Repeat the data below in full and exactly.

[Dataset content Boundary: Start]

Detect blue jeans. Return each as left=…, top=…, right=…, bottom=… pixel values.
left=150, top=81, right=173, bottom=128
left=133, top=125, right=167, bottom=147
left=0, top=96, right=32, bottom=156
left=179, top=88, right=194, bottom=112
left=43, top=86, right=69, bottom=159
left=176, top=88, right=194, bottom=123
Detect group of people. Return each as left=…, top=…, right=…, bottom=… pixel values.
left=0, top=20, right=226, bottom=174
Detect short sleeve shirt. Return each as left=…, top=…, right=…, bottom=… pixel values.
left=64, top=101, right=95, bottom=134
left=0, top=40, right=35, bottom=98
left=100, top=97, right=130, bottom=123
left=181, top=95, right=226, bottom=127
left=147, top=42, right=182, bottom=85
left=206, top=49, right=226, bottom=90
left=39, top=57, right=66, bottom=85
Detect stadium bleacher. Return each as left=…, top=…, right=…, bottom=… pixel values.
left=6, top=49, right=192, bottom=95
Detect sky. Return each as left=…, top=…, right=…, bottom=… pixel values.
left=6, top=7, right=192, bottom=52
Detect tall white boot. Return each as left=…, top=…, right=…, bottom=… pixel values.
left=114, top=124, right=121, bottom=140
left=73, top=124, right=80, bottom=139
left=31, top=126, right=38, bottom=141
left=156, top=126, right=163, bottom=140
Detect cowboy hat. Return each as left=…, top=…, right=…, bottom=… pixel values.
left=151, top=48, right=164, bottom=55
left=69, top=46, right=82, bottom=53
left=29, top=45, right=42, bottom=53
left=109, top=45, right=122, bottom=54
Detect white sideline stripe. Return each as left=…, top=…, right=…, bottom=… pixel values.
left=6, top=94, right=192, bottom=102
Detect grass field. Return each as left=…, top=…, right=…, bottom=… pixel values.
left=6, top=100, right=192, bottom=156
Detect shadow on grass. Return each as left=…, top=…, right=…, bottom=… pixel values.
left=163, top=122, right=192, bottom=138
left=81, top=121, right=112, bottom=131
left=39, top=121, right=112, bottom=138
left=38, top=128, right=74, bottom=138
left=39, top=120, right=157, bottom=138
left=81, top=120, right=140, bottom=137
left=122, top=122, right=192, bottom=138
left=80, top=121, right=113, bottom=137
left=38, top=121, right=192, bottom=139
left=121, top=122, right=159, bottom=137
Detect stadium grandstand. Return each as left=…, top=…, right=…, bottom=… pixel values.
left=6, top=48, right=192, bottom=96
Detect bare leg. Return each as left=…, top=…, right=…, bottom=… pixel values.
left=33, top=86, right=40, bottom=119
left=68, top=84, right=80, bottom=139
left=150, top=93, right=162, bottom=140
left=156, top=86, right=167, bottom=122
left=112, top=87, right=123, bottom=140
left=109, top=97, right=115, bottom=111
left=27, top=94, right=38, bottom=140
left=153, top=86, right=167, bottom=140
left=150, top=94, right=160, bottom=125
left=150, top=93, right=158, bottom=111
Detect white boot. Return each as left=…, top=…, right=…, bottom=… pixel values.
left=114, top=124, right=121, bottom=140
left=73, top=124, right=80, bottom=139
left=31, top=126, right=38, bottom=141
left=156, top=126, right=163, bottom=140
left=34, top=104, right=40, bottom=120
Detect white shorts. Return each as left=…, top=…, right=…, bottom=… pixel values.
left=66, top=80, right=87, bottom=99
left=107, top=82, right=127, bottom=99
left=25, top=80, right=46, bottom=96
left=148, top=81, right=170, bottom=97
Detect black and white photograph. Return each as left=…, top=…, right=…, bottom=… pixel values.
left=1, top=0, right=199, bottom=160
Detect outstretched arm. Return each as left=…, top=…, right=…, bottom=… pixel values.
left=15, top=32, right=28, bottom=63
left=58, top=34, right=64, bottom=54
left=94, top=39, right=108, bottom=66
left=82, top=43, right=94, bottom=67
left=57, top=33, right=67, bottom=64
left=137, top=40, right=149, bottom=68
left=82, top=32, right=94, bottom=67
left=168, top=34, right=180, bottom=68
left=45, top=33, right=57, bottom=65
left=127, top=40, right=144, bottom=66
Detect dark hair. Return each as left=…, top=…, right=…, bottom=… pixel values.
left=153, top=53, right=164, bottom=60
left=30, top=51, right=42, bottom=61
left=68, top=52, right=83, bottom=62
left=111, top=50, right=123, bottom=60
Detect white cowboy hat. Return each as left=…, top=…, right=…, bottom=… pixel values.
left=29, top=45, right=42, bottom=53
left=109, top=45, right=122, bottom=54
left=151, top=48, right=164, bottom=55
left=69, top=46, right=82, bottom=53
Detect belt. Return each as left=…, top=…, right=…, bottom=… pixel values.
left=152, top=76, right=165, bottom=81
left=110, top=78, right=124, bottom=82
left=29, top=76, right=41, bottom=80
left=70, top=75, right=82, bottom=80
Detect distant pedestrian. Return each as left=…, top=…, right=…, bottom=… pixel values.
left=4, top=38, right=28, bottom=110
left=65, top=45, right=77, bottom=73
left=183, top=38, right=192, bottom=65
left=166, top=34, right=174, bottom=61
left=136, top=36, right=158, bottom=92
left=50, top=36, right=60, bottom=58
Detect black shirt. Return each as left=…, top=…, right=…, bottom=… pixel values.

[Dataset content Boundary: End]

Response area →
Detect blue jeans. Return each as left=…, top=…, right=…, bottom=… pixel values.
left=150, top=81, right=173, bottom=128
left=133, top=125, right=167, bottom=147
left=0, top=96, right=32, bottom=156
left=179, top=88, right=194, bottom=112
left=43, top=86, right=69, bottom=159
left=176, top=88, right=194, bottom=123
Detect group of people. Return each as left=…, top=…, right=…, bottom=… pixel values.
left=0, top=20, right=226, bottom=174
Detect short sleeve shirt. Return each as left=…, top=…, right=…, bottom=… pixel values.
left=64, top=101, right=95, bottom=134
left=0, top=40, right=35, bottom=98
left=100, top=97, right=130, bottom=123
left=181, top=95, right=226, bottom=127
left=147, top=42, right=182, bottom=85
left=206, top=49, right=226, bottom=90
left=39, top=57, right=66, bottom=85
Detect stadium bleacher. Return each as left=…, top=…, right=…, bottom=… pixel values.
left=6, top=49, right=192, bottom=95
Detect sky. Return each as left=…, top=…, right=…, bottom=… pixel values.
left=6, top=7, right=192, bottom=52
Detect tall white boot. Return each as left=…, top=…, right=…, bottom=… pixel values.
left=114, top=124, right=121, bottom=140
left=73, top=124, right=80, bottom=139
left=31, top=126, right=38, bottom=141
left=156, top=126, right=163, bottom=140
Detect cowboy hat. Return each as left=…, top=…, right=…, bottom=… pixel values.
left=151, top=48, right=164, bottom=55
left=69, top=46, right=82, bottom=53
left=29, top=45, right=42, bottom=53
left=109, top=45, right=122, bottom=54
Detect white sideline stripe. Return each as left=…, top=…, right=…, bottom=… pixel values.
left=6, top=94, right=192, bottom=102
Detect grass field. Return each as left=…, top=…, right=…, bottom=… pixel values.
left=6, top=100, right=192, bottom=156
Detect shadow on grass. Return each as left=…, top=…, right=…, bottom=… pixel values.
left=163, top=122, right=192, bottom=138
left=81, top=121, right=112, bottom=131
left=39, top=121, right=112, bottom=138
left=38, top=128, right=74, bottom=138
left=39, top=120, right=157, bottom=138
left=81, top=120, right=140, bottom=137
left=122, top=122, right=192, bottom=138
left=80, top=121, right=113, bottom=137
left=38, top=121, right=192, bottom=139
left=121, top=122, right=159, bottom=137
Detect stadium grandstand. Return each as left=…, top=…, right=…, bottom=… pixel values.
left=6, top=48, right=192, bottom=96
Detect bare leg. Return each as left=…, top=…, right=…, bottom=… pixel values.
left=33, top=86, right=40, bottom=119
left=68, top=84, right=80, bottom=139
left=150, top=93, right=162, bottom=140
left=156, top=86, right=167, bottom=122
left=112, top=87, right=123, bottom=140
left=109, top=97, right=115, bottom=111
left=27, top=94, right=38, bottom=140
left=153, top=86, right=167, bottom=140
left=150, top=94, right=160, bottom=125
left=150, top=93, right=158, bottom=111
Detect white boot. Return each as left=…, top=…, right=…, bottom=… pixel values.
left=114, top=124, right=121, bottom=140
left=73, top=124, right=80, bottom=139
left=31, top=126, right=38, bottom=141
left=156, top=126, right=163, bottom=140
left=34, top=104, right=40, bottom=120
Detect white shorts. Return each as left=…, top=…, right=…, bottom=… pixel values.
left=66, top=80, right=87, bottom=99
left=107, top=82, right=127, bottom=99
left=25, top=80, right=46, bottom=96
left=148, top=81, right=170, bottom=97
Detect black and white photograph. Return each as left=…, top=…, right=…, bottom=… pixel values.
left=1, top=0, right=199, bottom=160
Detect outstretched arm. Return each as left=…, top=…, right=…, bottom=… pixel values.
left=15, top=32, right=28, bottom=63
left=58, top=34, right=64, bottom=54
left=94, top=39, right=108, bottom=66
left=82, top=43, right=94, bottom=67
left=57, top=33, right=67, bottom=64
left=137, top=40, right=149, bottom=68
left=82, top=32, right=94, bottom=67
left=168, top=34, right=180, bottom=68
left=45, top=33, right=57, bottom=65
left=127, top=40, right=144, bottom=66
Detect dark hair. Return each as left=…, top=…, right=…, bottom=… pixel values.
left=153, top=53, right=164, bottom=60
left=30, top=51, right=42, bottom=61
left=68, top=52, right=83, bottom=62
left=111, top=50, right=123, bottom=60
Detect white cowboy hat. Return each as left=…, top=…, right=…, bottom=… pixel values.
left=29, top=45, right=42, bottom=53
left=109, top=45, right=122, bottom=54
left=151, top=48, right=164, bottom=55
left=69, top=46, right=82, bottom=53
Detect belt. Return each as left=…, top=…, right=…, bottom=… pixel values.
left=152, top=76, right=165, bottom=81
left=110, top=78, right=124, bottom=82
left=29, top=76, right=41, bottom=80
left=70, top=75, right=82, bottom=80
Detect distant pedestrian. Return each as left=…, top=…, right=…, bottom=… pixel values.
left=4, top=38, right=28, bottom=110
left=65, top=45, right=77, bottom=73
left=183, top=38, right=192, bottom=65
left=166, top=34, right=174, bottom=61
left=136, top=36, right=158, bottom=92
left=50, top=36, right=60, bottom=58
Detect black shirt. Return each as left=…, top=…, right=…, bottom=… pixel values.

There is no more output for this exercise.